Thursday, February 7, 2013

It Is Necessary

On the heels of Peter's profession of Jesus as the Messiah, Jesus "began to teach them that the Son of Man must undergo great suffering..." I'm not certain this translation picks up the full force of the line. A different translation might say that Jesus "began to teach them. 'It is necessary for the Son of Man to experience great suffering...' "

It is necessary. Jesus is not simply predicting what will happen but is stating what must happen, what is required to happen. There is some compulsion that drives Jesus toward Jerusalem and the cross.

It is conventional to speak of this in terms of a formula. Jesus must die in order to pay a price that would otherwise have to be paid by us. (Given how frequently this formula is cited, it seems rather odd that the Jews could be "blamed" for Jesus' death. After all, it was necessary.) But often this formula sounds terribly mechanical, and it seems to imply that God is somehow as trapped by this formula as we are.

_Using the information_.
1. Answer these questions about the post titled "It Is Necessary":
(a) What does Peter profess Jesus to be?
(b) Toward what does some compulsion drive Jesus?
(c) Under the conventional formula, what must Jesus die in order to do?
2. Reproduce the post titled "It Is Necessary" word for word, from "Thursday, February 7, 2013" to "and the cross.".

_Data shown_.
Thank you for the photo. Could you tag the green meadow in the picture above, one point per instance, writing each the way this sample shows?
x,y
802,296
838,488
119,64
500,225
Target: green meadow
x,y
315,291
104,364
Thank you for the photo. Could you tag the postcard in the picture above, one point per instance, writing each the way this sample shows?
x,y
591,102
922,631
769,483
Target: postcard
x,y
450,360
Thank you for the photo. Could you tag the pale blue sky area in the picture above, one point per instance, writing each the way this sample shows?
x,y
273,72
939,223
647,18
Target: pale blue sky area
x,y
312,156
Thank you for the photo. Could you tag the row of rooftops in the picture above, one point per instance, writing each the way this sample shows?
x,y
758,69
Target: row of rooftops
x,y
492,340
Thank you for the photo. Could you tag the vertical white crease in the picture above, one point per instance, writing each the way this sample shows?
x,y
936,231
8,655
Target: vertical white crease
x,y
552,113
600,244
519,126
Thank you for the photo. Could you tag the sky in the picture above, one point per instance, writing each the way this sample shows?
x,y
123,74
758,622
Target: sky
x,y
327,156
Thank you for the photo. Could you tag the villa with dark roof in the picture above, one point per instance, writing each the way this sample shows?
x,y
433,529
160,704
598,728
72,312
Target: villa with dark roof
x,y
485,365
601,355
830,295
...
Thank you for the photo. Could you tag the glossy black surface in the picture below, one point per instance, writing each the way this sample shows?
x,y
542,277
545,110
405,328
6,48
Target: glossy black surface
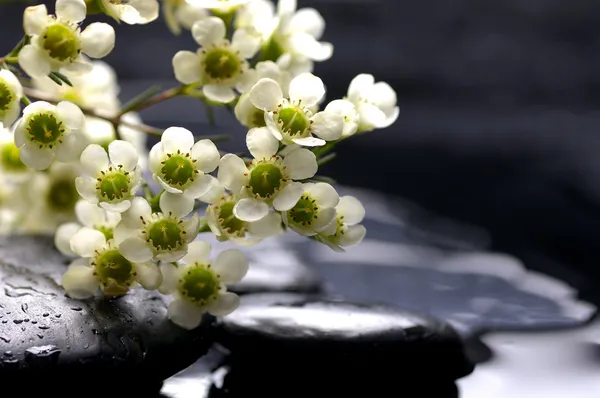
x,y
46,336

_Activity answers_.
1.
(a) The Messiah.
(b) Toward Jerusalem and the cross.
(c) To pay a price that would otherwise have to be paid by us.

2.
Thursday, February 7, 2013

It Is Necessary

On the heels of Peter's profession of Jesus as the Messiah, Jesus "began to teach them that the Son of Man must undergo great suffering..." I'm not certain this translation picks up the full force of the line. A different translation might say that Jesus "began to teach them. 'It is necessary for the Son of Man to experience great suffering...' "

It is necessary. Jesus is not simply predicting what will happen but is stating what must happen, what is required to happen. There is some compulsion that drives Jesus toward Jerusalem and the cross.